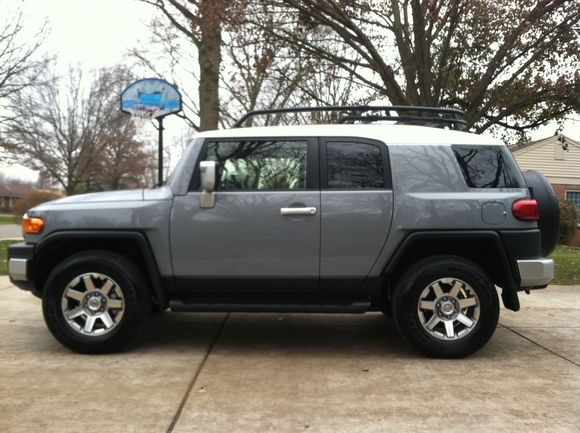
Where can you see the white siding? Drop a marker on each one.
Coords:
(542, 157)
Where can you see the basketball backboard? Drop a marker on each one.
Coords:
(151, 98)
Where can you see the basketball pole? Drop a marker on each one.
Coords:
(160, 150)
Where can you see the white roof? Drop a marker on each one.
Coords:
(390, 134)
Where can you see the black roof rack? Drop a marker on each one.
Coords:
(431, 116)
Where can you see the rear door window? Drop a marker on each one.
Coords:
(488, 167)
(354, 165)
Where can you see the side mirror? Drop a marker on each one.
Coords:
(208, 174)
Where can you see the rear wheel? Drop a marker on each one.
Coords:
(95, 302)
(446, 306)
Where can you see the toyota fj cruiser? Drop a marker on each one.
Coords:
(416, 219)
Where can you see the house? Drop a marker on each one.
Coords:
(558, 158)
(10, 193)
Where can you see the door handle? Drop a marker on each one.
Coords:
(298, 211)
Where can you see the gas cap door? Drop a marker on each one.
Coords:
(493, 213)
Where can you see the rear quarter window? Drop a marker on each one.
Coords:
(488, 166)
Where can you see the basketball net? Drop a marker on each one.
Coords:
(142, 114)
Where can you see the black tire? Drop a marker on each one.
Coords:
(128, 279)
(548, 208)
(419, 277)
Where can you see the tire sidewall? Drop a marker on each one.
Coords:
(406, 301)
(113, 266)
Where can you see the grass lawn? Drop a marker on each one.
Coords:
(567, 265)
(7, 219)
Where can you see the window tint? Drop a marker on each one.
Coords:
(352, 165)
(260, 165)
(488, 167)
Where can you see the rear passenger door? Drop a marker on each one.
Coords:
(356, 208)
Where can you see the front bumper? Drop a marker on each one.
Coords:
(20, 266)
(535, 273)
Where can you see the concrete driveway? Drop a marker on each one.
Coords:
(292, 373)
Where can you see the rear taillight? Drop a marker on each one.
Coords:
(526, 210)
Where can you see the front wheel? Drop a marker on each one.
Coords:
(95, 302)
(446, 307)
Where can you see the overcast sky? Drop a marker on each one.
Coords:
(97, 33)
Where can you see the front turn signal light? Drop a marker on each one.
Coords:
(32, 225)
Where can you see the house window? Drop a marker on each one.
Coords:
(574, 198)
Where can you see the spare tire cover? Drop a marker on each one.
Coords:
(549, 222)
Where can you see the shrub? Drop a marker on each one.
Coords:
(568, 221)
(32, 199)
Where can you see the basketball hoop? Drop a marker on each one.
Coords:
(148, 99)
(142, 113)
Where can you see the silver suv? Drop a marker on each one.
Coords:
(419, 222)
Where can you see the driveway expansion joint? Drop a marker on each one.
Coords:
(196, 375)
(539, 345)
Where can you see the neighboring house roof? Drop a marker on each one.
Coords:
(557, 157)
(15, 190)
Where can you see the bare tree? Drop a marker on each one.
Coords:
(18, 57)
(68, 127)
(511, 64)
(201, 21)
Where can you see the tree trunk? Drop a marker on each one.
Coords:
(211, 12)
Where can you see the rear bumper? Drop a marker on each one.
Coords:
(535, 273)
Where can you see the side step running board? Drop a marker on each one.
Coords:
(355, 308)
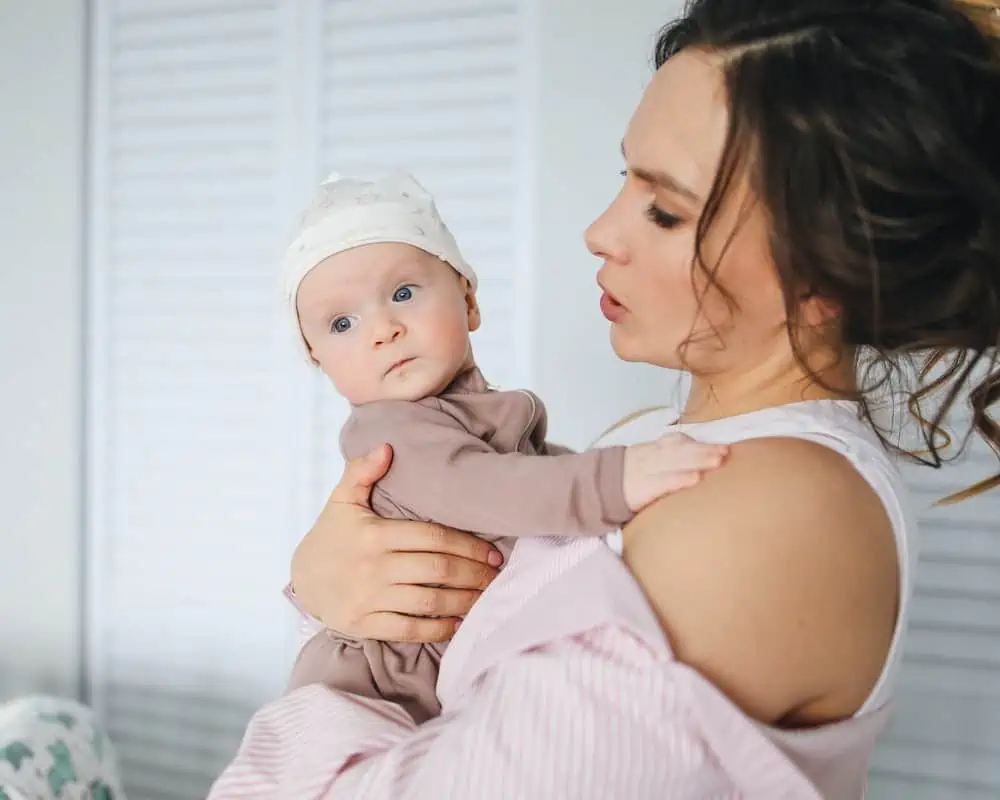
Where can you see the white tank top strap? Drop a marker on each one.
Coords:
(831, 423)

----------

▶ **Task item**
Would you copy out every entry above word for word, without the pictures?

▶ **Solved problem**
Where can you see the white siding? Drop a marker on each one.
Coords:
(542, 157)
Where can you see the basketball backboard? Drop a marker on each one.
Coords:
(151, 98)
Where can you see the basketball pole? Drop a marker on each one.
Coords:
(160, 150)
Where can you see the white roof? Drop a marker on each one.
Coords:
(390, 134)
Where can you see the black roof rack? Drop a marker on each one.
Coords:
(431, 116)
Where can you see the rear door window? Drop a marker on each one.
Coords:
(488, 167)
(354, 165)
Where can you see the side mirror? Drop a marker on each one.
Coords:
(208, 174)
Where can you see the rear wheel? Drop a marker on each one.
Coords:
(95, 302)
(446, 306)
Where can you see the toyota fj cruiser? Drop a marker on each one.
Coords:
(416, 219)
Where can you see the house? Drop a marker on each one.
Coords:
(558, 158)
(10, 193)
Where can you see the door handle? Drop a marker on each one.
Coords:
(298, 211)
Where can you see the gas cap door? Drop a marker on each one.
Coords:
(493, 213)
Where can you see the rear quarter window? Drop a marker on each one.
Coords:
(488, 166)
Where can you see the basketball net? Drop a marker on each one.
Coords:
(142, 114)
Where can you see the black tire? Drop a marker on each one.
Coords:
(128, 279)
(548, 208)
(419, 277)
Where can you see the tire sidewall? Drop a marker on each one.
Coords:
(406, 301)
(113, 266)
Where can you see the grass lawn? Drop a marker on each one.
Coords:
(567, 265)
(7, 219)
Where can you see the window tint? Drop a marker on each one.
Coords:
(352, 165)
(260, 165)
(488, 167)
Where can you see the rear passenger door? Drop a marker on each one.
Coords:
(356, 208)
Where can you see the front bumper? Drop a marker on each one.
Coords:
(20, 266)
(535, 273)
Where can you see the concrete driveway? Drop a marker on each one.
Coords:
(292, 373)
Where can you see the rear taillight? Drop a marker on each one.
Coords:
(526, 210)
Where can you see the front wheel? Drop a marker on each one.
Coords:
(95, 302)
(446, 307)
Where can you see the overcast sky? Drop a marker on each one.
Coords:
(97, 33)
Where can you see the front turn signal light? Drop a marker on each one.
Coords:
(32, 225)
Where can you see the house window? Drop a marker on each one.
Coords:
(574, 198)
Where can you see the spare tire cover? Drop a marker on each one.
Coords:
(549, 222)
Where can you see the shrub? Drop a marker on each one.
Coords:
(568, 221)
(32, 199)
Where can you see the basketball hoop? Drop a marker on each one.
Coords:
(148, 99)
(142, 113)
Where can you see the silver suv? Drop a marker on each one.
Coords:
(419, 222)
Where can you see the driveway expansion joint? Drop a marker on each one.
Coords:
(196, 375)
(539, 345)
Where can you see the neighboring house roof? Drop a marker on each one.
Coords:
(557, 157)
(15, 190)
Where can you see the bare tree? Drop a marker on each one.
Coords:
(18, 57)
(68, 127)
(511, 64)
(201, 21)
Where can you see the tree trunk? Drop a marker on each one.
Coords:
(211, 12)
Where can you see the rear bumper? Drop a marker on each one.
Coords:
(535, 273)
Where can you see the side step running board? Drop a marker on each one.
Coords:
(355, 308)
Where can you see the white tank top strap? Drop a marker on each one.
Coords:
(831, 423)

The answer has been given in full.